[Saved entries]
========================

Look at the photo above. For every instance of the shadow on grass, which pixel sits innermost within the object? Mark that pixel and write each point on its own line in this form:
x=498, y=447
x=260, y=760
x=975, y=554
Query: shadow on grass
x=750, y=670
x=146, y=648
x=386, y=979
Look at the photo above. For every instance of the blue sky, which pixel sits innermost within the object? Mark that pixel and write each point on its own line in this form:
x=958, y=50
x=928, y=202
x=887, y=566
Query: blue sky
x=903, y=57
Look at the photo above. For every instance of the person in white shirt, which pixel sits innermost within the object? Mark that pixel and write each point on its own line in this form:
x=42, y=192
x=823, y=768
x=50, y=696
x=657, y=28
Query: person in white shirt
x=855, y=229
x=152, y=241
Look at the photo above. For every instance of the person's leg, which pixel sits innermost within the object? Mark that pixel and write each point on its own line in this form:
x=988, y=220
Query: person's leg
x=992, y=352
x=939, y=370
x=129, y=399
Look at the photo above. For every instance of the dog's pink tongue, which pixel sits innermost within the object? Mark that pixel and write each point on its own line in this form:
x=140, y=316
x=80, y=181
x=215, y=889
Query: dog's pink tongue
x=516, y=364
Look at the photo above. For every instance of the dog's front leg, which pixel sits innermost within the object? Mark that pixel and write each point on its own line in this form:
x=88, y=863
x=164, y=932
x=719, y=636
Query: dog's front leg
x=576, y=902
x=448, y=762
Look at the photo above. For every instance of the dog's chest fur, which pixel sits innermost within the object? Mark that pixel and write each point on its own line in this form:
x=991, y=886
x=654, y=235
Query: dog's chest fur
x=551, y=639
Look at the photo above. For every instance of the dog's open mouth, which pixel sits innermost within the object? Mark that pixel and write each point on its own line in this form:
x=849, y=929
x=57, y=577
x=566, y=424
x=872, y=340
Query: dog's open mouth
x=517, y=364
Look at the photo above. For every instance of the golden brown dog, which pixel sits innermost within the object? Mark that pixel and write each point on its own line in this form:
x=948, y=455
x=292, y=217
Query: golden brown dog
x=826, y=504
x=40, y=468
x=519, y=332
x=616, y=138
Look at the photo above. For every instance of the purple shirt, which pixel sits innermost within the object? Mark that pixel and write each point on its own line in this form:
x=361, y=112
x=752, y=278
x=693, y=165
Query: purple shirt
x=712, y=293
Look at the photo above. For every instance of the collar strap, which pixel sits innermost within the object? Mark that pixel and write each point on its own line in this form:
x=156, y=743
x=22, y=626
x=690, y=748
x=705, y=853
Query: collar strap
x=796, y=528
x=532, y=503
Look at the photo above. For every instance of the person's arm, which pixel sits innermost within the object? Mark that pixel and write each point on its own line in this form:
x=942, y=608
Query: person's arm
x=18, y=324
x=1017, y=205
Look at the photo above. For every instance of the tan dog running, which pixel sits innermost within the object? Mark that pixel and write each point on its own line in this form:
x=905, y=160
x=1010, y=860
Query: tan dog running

========================

ASSIGNMENT:
Transcribe each line above exactly; skip none.

OUTPUT BELOW:
Look at the photo above. For every instance of the shadow on grass, which pixel sits innermost within the object? Mark that pixel and write each point on its own line in this form:
x=498, y=447
x=260, y=760
x=975, y=554
Query: shadow on grass
x=750, y=670
x=146, y=648
x=386, y=979
Look at the photo above. For every instance of the blue sky, which pixel sits innermost within the object? Mark that pixel and write each point on its own line in this form:
x=958, y=50
x=928, y=202
x=887, y=566
Query: blue sky
x=903, y=57
Look at the photo above. For every instance of the person in white shirt, which pixel sits innermost within the object? Mark that pixel and write each point on its own line in this form:
x=42, y=192
x=823, y=768
x=50, y=696
x=657, y=28
Query: person in white shirt
x=855, y=229
x=152, y=241
Look at the photo above. For every instance of the person's leg, which pixel sits innermost within the object? Mark that pixel and write each point on its own line in this form:
x=988, y=220
Query: person's leg
x=992, y=352
x=939, y=370
x=129, y=399
Look at the photo above. For every instance of the dog's pink tongue, which pixel sits innermost within the object? Mark that pixel and write each point on its own line in this form:
x=140, y=316
x=80, y=181
x=215, y=889
Query: dog's pink tongue
x=516, y=364
Look at the photo above. For every instance of the dog's front leg, which pixel sits innermost within the object? Mark that pixel and write each point on its own line in this form:
x=88, y=863
x=164, y=932
x=719, y=636
Query: dog's front leg
x=576, y=902
x=448, y=762
Look at the photo above. For every instance of the dog's chest fur, which pixel sits innermost within the object? Mark that pixel and write each point on its own line in this form:
x=991, y=886
x=654, y=235
Query: dog's chest fur
x=551, y=639
Look at the photo above. For every instance of the dog's open mouth, which pixel sits innermost within the object? Mark that pixel and write each point on its own line in this form:
x=849, y=929
x=57, y=577
x=566, y=424
x=872, y=340
Query: dog's open mouth
x=517, y=364
Look at the photo above. For every instance of the golden brown dog, which pixel sits innermost within the object? Mark that pixel and write each point on its own line in this form:
x=948, y=455
x=292, y=217
Query: golden brown dog
x=826, y=504
x=40, y=468
x=519, y=332
x=616, y=138
Look at the photo above. For every instance of the purple shirt, which pixel sits innermost within the object? Mark that pixel and write each point on its own line in this form:
x=361, y=112
x=752, y=278
x=693, y=165
Query: purple shirt
x=712, y=293
Look at the photo above. For every instance of the collar strap, which pixel sits innermost within the object? Mark that pixel and write each point on its own line in this form:
x=156, y=743
x=22, y=626
x=690, y=748
x=705, y=853
Query: collar strap
x=796, y=528
x=532, y=503
Look at the photo above. For every instance of the person's arm, which pixel sits innermost within the object? Mark that pixel and write each point on its own line in this form:
x=942, y=608
Query: person's arm
x=18, y=324
x=1017, y=205
Look at the photo above. For every instance of the tan dog running, which pixel sits innermost within the object? Mark that pixel and write each point on its own line in this form:
x=905, y=160
x=1010, y=860
Query: tan dog running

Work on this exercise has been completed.